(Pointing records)
--- Begin ---

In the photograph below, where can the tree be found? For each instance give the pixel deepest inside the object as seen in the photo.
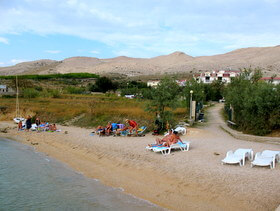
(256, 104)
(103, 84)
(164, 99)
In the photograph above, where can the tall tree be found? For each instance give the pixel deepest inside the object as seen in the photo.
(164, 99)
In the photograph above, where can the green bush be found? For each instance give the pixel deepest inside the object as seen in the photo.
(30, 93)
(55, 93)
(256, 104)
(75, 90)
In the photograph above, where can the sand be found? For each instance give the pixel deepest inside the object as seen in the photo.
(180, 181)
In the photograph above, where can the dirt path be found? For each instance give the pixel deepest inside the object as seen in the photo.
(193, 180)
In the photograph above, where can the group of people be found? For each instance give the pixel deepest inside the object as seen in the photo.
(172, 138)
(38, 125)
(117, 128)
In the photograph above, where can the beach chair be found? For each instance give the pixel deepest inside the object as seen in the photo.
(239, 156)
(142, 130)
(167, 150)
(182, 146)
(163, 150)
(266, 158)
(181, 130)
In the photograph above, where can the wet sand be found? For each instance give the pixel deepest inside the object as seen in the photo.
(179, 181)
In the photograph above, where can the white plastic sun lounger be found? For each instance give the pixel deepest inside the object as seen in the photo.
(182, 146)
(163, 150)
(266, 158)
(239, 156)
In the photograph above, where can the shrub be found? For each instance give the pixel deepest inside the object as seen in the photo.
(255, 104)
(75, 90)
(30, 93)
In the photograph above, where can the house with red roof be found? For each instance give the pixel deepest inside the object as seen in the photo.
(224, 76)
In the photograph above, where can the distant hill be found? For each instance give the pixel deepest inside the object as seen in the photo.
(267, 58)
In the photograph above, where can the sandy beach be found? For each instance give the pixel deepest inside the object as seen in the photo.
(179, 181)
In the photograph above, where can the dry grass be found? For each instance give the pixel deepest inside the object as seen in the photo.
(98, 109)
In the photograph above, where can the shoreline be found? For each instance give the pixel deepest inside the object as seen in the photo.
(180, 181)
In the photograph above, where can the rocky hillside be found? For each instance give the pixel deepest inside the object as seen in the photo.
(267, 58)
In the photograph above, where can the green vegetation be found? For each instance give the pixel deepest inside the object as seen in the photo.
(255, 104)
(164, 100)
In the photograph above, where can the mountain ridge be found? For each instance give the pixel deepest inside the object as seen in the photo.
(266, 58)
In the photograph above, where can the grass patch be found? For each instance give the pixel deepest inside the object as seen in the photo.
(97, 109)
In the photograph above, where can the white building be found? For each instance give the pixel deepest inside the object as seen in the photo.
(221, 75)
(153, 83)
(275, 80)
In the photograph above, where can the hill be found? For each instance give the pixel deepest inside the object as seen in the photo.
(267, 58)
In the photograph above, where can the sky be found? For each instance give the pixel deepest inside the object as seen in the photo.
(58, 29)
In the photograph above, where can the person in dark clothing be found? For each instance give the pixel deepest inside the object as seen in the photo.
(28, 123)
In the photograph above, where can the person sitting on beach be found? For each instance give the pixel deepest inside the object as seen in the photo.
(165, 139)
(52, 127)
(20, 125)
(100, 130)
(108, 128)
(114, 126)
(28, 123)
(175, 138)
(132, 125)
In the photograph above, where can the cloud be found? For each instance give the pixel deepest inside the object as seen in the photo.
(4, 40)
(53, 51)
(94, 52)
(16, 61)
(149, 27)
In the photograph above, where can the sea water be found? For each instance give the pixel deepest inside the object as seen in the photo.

--- End ---
--- Begin ---

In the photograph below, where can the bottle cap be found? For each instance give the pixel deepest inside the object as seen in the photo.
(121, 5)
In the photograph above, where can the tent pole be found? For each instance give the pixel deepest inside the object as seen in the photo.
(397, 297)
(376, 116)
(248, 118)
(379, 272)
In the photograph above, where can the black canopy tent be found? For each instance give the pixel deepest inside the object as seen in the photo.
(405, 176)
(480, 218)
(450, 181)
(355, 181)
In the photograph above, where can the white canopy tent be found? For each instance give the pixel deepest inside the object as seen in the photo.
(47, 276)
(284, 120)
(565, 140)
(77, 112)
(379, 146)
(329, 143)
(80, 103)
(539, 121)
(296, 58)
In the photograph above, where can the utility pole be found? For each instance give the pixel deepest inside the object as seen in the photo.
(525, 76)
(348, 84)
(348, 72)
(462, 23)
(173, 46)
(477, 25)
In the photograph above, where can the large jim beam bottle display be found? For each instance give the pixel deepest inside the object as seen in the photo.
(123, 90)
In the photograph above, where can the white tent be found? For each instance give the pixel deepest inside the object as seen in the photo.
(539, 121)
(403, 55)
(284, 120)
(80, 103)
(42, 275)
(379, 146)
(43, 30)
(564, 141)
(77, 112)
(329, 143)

--- End ---

**TASK BRIEF**.
Report every line of the entries above that contains the string "bottle", copying each such line in full.

**CORRECT RESULT**.
In the photograph below, where can the bottle cap be found? For each instance give the pixel deepest inside the object as seen in the photo.
In the photograph above, where can the large jim beam bottle display be found? For each instance give the pixel deepest inside the object as seen in the photo.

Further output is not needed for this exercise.